Pull out every line in the items below that contains the word "road".

Given data:
****************************************
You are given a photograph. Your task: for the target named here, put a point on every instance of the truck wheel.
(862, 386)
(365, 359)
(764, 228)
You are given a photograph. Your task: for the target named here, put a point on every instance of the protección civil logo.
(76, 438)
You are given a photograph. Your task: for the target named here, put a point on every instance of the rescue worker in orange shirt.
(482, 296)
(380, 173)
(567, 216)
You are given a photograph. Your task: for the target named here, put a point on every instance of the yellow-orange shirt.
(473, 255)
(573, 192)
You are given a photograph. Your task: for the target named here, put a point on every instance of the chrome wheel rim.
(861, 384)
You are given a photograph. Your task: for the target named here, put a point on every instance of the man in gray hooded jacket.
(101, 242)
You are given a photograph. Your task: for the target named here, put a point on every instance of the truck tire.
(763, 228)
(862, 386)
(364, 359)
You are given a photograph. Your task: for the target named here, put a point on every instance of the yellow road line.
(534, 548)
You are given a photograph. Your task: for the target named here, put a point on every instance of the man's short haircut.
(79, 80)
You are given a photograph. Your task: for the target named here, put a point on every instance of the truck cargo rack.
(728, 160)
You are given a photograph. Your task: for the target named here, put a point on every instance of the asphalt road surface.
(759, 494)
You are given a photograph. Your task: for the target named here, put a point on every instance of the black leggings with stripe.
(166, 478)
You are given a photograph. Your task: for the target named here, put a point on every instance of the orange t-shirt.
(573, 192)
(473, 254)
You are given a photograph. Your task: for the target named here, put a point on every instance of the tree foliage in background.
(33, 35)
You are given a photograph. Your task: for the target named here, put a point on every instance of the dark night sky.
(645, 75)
****************************************
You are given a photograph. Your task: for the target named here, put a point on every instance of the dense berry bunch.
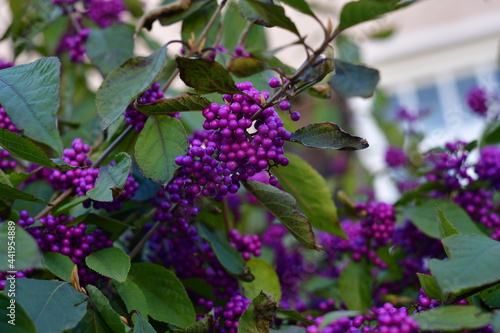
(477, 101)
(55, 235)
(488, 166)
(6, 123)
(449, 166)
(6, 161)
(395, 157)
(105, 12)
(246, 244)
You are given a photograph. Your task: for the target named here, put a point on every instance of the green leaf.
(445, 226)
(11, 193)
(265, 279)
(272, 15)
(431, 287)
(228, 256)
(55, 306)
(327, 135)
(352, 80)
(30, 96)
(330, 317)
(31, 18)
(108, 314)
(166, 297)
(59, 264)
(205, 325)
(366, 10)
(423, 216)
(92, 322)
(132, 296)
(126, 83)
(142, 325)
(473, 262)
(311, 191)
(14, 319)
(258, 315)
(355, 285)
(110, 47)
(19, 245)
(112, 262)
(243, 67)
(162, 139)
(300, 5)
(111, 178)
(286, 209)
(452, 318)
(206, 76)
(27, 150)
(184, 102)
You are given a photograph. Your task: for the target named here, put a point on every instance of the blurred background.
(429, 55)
****************************************
Completed task:
You are given a photograph. Your task: for the target named here, put a point on every instance of the yellow road line.
You are given a photograph. Your task: for the target named here, put a point on every instance of the asphalt road surface.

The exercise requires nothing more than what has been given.